What you need to do: Arrange all of the data below as a two-column CSV with the header columns "input" and "output", one row per entry. Put each entry's text in "input" and its answer in "output", with every field quoted and line breaks replaced by spaces.

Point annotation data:
= = = =
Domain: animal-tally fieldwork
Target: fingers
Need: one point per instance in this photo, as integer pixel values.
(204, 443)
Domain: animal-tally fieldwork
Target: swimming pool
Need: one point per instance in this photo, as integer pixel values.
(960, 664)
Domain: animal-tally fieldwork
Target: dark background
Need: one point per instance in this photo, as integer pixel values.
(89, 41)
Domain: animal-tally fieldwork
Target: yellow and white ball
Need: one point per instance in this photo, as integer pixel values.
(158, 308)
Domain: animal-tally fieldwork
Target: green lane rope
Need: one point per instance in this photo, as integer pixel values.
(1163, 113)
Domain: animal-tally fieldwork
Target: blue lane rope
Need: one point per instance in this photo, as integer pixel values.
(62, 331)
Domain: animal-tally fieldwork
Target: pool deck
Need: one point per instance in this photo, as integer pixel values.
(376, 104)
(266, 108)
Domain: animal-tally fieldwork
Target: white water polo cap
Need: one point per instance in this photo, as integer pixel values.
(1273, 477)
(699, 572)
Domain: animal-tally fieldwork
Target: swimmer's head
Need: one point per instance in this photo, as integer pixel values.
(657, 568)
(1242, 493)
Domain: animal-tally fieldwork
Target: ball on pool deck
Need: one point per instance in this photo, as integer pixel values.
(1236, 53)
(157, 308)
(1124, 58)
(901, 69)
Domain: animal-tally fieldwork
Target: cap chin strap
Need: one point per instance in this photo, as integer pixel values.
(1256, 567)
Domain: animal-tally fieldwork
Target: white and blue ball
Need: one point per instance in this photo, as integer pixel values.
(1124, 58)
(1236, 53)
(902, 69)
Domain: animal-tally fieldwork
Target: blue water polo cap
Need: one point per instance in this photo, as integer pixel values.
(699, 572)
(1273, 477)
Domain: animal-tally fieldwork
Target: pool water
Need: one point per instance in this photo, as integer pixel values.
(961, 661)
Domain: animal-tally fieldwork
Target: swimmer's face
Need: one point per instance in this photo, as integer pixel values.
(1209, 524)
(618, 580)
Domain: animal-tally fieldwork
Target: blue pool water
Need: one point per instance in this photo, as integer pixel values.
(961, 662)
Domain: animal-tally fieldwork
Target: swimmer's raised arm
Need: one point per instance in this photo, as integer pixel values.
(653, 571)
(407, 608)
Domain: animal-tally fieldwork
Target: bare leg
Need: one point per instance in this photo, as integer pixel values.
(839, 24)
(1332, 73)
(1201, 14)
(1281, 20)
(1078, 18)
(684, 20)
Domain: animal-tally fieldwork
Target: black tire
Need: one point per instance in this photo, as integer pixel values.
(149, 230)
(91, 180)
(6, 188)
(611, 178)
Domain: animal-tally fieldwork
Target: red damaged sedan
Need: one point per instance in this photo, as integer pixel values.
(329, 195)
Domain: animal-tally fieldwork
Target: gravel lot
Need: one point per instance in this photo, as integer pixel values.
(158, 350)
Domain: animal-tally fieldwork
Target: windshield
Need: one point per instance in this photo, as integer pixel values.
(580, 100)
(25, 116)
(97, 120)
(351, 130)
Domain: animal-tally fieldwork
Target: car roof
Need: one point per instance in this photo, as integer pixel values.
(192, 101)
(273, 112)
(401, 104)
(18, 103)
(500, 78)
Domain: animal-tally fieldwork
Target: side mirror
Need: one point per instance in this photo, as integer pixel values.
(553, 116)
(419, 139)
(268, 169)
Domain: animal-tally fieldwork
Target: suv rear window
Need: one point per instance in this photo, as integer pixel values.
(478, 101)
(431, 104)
= = = =
Response below:
input,output
"Domain: animal-tally fieldwork Target: fingers Need: one point per instance in this photo, as integer pixel values.","(204, 443)"
"Domain: animal-tally fieldwork Target: swimming pool Need: one point per instance in this photo, as integer pixel values.","(960, 664)"
"Domain: animal-tally fieldwork Target: dark background Need: one point per instance in this photo, as integer pixel values.","(89, 41)"
"Domain: animal-tally fieldwork Target: yellow and white ball Need: one point per instance in this photo, as integer pixel values.","(158, 308)"
"Domain: animal-tally fieldwork Target: green lane rope Need: one point per instance in this photo, as integer pixel values.","(1163, 113)"
"Domain: animal-tally fieldwork Target: blue lane rope Need: one point per instance in this photo, as integer pixel values.","(62, 331)"
"Domain: animal-tally fieldwork Target: pool deck Need: one point per instance in this photo, as integer pixel values.","(376, 104) (266, 108)"
"Domain: animal-tally fieldwork Target: white water polo cap Need: one point per instance in this photo, as integer pixel values.","(1273, 477) (699, 572)"
"Domain: animal-tally fieldwork Target: swimmer's head Need: one point per instance in this photo, as integer pixel values.","(657, 568) (1242, 493)"
"Domain: animal-tally fieldwork Target: ball on pool deck Need: one point per instance in this photo, as integer pixel values.","(1236, 53) (157, 308) (1124, 58) (901, 69)"
"Domain: animal-tally fieldwork Target: cap chin strap Need: one point per instance in this photo, as integer pixel values.","(1256, 567)"
"Domain: animal-tally fieldwork Target: white and blue ball Need: one point per instance in this photo, as integer pixel values.","(1124, 58) (1236, 53) (902, 69)"
"Domain: animal-tally fieldwork Target: blue water polo cap Need: one point per instance in this photo, as integer pixel values.","(699, 572) (1273, 477)"
"Domain: animal-tally fieldwork Target: pool water Need: one point per instance in this photo, as integer pixel values.","(961, 661)"
"Domain: animal-tally fieldwork Target: swimmer's face Need: one point per instance in this photo, as integer pixel values.","(1209, 524) (618, 580)"
"Domain: animal-tally fieldwork Target: blue pool water Need: one point per instance in this photo, as integer pixel values.","(961, 662)"
"Domain: animal-tally fieldwork Target: swimmer's raised arm Need: one point per instance in this photo, as integer pixel values.","(653, 571) (407, 608)"
"Domain: animal-tally fieldwork Target: bare leg Need: one point per instance in this photo, as integer pixel values.","(839, 24) (1332, 73) (1201, 14) (1281, 20) (1078, 18) (684, 20)"
"Domain: animal-tally fieldwork Target: black tire Need: one point per instance in this photo, as integer pixel values.","(149, 230) (91, 180) (6, 188) (611, 178)"
"Domain: animal-tally fieldwork Target: red damaged sedan Need: one point per instance in this photo, as integer pixel values.","(329, 195)"
"Domain: animal-tally fieldwork Target: gravel lot Need: one point per instance in this photo, as integer pixel values.","(158, 350)"
"Domain: animal-tally fieldwork Target: windshield Need: one point per instance in this photo, as integer pixel values.","(580, 100) (25, 116) (97, 120) (351, 130)"
"Domain: animal-tally fieldwork Target: car roof Need: one point per instance in this photo, as integer pixel values.","(192, 101) (273, 112) (401, 104) (18, 103) (500, 78)"
"Domain: animal-tally fieldwork Target: side mirror Need: one point per instance in this photo, as integer pixel values.","(553, 116) (419, 139) (268, 169)"
"Domain: animal-tally fieldwork Target: suv rear window Need: one point per instance in this photo, as integer pixel values.","(478, 101) (431, 104)"